> [Task] Please transcribe exactly, and only, the lines of the data below between the line holding "Spot the chrome hubcap" and the line holding "Spot the tree foliage", inclusive.
Start of Records for this exercise
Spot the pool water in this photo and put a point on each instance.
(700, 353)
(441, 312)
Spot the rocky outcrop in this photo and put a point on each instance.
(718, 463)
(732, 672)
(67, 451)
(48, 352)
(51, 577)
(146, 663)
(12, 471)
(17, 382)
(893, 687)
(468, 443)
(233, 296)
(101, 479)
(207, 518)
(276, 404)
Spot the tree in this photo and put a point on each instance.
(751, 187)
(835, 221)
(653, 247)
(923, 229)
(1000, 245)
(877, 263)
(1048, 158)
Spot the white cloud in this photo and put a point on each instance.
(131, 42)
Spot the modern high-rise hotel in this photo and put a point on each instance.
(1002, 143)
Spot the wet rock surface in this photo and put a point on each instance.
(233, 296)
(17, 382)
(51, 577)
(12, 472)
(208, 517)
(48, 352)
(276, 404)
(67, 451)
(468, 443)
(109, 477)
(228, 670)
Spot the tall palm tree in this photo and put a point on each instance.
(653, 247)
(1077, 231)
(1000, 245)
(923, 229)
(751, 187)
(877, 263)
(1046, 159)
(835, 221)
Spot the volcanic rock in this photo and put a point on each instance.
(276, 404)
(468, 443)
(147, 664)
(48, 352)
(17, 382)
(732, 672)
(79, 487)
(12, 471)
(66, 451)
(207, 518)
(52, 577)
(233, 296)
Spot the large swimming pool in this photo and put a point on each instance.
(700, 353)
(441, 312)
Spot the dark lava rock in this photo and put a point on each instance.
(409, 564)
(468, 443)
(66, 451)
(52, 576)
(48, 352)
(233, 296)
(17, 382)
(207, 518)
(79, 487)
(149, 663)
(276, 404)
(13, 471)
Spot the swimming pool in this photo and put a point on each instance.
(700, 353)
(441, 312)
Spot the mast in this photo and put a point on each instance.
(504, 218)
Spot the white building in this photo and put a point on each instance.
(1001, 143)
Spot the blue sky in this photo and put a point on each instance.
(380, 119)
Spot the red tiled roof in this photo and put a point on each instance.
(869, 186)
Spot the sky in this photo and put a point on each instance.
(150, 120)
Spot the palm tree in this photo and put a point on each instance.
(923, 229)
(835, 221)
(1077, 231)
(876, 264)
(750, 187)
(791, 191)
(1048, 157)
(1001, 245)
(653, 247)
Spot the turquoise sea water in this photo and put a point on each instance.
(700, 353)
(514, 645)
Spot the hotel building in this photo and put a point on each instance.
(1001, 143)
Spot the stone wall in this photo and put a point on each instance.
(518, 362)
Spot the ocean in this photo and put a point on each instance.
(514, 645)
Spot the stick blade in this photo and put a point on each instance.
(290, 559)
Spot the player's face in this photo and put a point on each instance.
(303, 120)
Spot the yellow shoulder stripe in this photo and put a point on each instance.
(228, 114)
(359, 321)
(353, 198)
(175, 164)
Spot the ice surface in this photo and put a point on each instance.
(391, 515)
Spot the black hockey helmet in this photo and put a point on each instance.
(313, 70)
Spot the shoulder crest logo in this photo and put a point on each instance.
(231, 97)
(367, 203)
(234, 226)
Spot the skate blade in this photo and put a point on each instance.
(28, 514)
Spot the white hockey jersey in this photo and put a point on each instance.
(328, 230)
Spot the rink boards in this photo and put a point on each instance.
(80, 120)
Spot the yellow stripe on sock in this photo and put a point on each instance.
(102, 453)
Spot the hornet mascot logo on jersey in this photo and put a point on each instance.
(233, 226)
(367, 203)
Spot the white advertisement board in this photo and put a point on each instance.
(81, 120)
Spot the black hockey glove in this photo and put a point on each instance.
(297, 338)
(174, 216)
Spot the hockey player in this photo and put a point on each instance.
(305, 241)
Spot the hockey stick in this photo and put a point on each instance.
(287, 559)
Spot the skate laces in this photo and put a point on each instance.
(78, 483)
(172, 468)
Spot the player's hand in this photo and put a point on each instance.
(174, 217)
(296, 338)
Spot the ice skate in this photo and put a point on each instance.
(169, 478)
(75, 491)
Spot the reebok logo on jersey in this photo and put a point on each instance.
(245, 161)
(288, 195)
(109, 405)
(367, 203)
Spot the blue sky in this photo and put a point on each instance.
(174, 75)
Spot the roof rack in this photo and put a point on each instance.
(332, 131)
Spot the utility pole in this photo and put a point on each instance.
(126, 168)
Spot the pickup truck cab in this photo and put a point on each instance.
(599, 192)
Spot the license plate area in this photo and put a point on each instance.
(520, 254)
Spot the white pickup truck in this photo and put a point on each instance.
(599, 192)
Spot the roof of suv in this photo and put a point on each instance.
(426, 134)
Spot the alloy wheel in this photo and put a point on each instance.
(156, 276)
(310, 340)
End of Records for this exercise
Start of Records for this exercise
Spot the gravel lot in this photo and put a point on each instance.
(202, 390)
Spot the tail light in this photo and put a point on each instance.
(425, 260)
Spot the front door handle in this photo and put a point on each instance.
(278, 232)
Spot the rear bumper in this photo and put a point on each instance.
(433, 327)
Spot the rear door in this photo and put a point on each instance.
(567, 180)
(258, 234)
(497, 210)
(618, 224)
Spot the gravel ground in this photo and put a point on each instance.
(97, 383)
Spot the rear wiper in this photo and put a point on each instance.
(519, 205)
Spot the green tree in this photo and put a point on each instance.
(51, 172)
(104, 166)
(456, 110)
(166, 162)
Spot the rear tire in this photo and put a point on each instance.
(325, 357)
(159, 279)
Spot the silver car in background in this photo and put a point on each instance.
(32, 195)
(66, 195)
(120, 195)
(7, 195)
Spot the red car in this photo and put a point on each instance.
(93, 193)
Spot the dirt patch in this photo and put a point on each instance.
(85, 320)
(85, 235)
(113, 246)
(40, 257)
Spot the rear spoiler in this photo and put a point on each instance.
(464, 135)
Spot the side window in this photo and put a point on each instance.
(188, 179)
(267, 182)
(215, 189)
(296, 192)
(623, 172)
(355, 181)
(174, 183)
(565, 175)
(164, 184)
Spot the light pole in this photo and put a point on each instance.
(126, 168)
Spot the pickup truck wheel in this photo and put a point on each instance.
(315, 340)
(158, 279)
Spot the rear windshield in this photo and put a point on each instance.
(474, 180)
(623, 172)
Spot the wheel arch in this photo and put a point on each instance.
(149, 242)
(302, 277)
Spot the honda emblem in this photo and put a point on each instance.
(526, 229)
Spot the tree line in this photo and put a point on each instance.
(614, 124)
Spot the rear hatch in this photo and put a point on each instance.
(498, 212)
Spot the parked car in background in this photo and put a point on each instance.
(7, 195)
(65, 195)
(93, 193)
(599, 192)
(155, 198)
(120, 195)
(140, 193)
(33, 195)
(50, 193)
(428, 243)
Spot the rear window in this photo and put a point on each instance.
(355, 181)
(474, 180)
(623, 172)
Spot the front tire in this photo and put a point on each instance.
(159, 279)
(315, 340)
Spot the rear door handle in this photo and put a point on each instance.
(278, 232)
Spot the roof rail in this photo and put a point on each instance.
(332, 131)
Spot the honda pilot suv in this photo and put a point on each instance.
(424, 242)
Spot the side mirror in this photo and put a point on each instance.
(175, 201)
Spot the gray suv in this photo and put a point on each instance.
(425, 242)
End of Records for this exercise
Start of Records for this exercise
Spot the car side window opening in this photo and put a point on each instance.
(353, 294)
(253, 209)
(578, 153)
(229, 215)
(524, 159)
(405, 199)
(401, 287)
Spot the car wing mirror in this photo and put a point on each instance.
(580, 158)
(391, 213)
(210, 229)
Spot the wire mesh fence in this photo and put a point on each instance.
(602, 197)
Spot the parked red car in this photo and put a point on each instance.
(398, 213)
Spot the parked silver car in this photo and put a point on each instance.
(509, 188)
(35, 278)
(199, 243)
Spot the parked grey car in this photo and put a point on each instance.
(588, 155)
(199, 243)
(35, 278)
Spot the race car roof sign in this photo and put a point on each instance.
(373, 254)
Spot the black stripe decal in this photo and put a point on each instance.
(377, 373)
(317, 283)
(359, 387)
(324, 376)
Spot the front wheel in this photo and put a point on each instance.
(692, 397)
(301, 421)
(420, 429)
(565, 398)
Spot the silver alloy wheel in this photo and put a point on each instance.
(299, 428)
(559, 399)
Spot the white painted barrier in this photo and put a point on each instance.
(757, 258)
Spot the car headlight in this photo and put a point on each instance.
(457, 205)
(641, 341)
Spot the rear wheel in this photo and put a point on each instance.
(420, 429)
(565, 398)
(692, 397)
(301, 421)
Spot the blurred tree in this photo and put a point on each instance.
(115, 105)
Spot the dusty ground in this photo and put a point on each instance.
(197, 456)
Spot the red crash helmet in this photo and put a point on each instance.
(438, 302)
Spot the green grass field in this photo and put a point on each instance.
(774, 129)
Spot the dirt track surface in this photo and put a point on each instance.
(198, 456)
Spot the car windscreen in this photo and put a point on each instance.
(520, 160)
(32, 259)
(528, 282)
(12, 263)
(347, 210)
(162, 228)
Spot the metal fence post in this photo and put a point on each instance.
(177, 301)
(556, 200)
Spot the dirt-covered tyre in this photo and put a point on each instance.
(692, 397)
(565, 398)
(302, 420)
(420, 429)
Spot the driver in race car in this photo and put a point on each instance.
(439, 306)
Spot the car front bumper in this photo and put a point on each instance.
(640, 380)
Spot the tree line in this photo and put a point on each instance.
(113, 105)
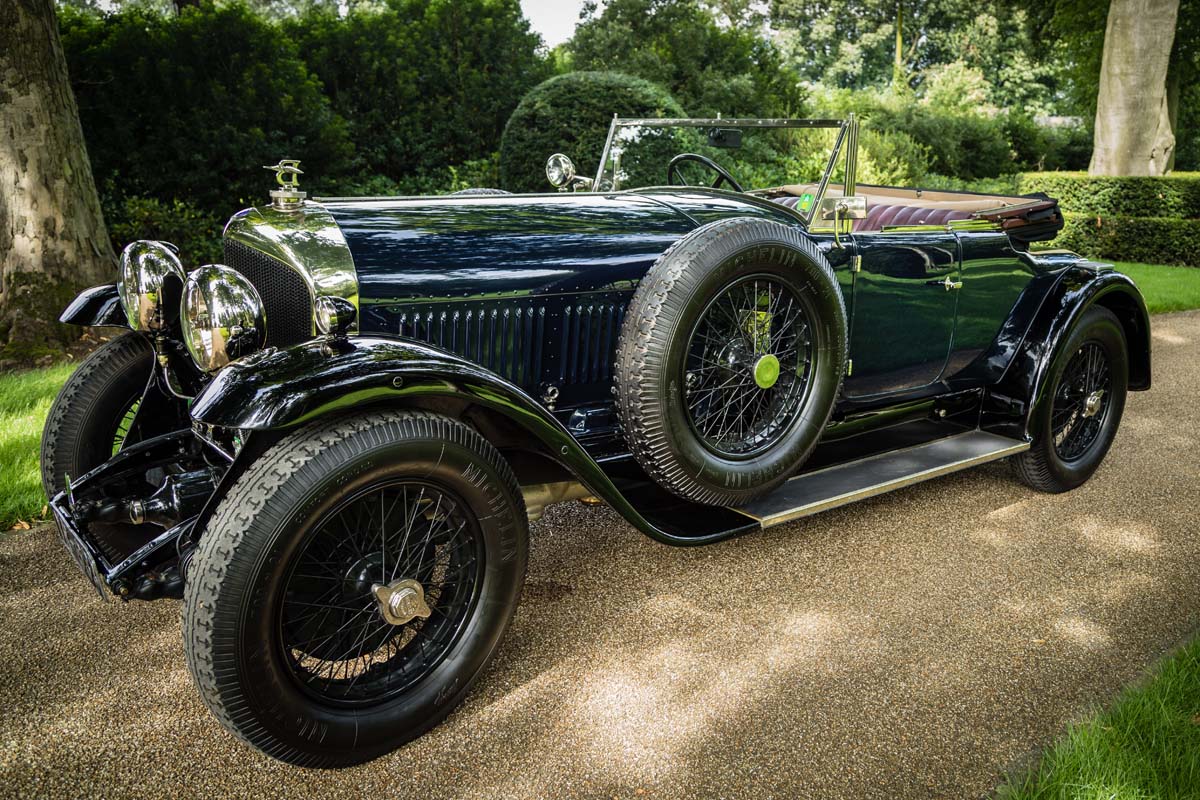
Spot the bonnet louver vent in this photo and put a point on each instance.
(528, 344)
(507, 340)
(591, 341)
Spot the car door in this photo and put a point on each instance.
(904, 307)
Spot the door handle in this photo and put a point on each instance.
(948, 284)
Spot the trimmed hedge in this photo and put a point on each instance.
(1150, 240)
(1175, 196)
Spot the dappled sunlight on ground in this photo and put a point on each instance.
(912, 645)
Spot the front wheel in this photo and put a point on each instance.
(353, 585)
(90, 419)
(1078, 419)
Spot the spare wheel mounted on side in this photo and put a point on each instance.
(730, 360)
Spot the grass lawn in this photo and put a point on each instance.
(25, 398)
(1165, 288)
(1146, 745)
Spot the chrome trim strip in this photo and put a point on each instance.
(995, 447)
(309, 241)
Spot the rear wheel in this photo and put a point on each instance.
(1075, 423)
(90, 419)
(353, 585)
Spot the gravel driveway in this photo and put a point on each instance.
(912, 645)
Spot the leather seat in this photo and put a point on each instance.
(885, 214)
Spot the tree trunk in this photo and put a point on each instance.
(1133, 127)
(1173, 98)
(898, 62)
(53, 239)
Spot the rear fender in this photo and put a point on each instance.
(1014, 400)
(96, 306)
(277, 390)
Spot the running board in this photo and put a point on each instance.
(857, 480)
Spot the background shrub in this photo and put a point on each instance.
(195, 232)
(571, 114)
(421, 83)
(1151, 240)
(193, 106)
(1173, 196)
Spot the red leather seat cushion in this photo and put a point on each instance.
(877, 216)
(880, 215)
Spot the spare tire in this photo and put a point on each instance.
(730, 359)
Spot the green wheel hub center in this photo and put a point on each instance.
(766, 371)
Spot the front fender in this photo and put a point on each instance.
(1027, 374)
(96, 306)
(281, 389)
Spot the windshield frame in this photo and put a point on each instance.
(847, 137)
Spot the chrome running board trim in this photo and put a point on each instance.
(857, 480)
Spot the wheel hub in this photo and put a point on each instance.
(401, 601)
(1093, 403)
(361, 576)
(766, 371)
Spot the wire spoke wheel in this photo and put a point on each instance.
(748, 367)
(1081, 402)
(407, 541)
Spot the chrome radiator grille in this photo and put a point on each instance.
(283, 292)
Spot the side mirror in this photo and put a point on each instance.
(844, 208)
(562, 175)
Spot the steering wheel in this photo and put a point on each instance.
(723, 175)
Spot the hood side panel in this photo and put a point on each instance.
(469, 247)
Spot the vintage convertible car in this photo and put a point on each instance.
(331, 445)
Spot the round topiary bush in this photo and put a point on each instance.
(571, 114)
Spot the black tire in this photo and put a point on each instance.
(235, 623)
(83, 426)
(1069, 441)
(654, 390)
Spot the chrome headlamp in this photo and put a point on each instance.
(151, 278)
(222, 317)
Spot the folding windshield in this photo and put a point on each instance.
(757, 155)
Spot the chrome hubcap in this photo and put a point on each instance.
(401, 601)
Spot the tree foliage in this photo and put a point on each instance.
End of Records for this exercise
> [Solution]
Spot the chrome hubcap in this photo and put a point on each instance.
(401, 601)
Spot the tree foliage in this photo and put a point on each instance.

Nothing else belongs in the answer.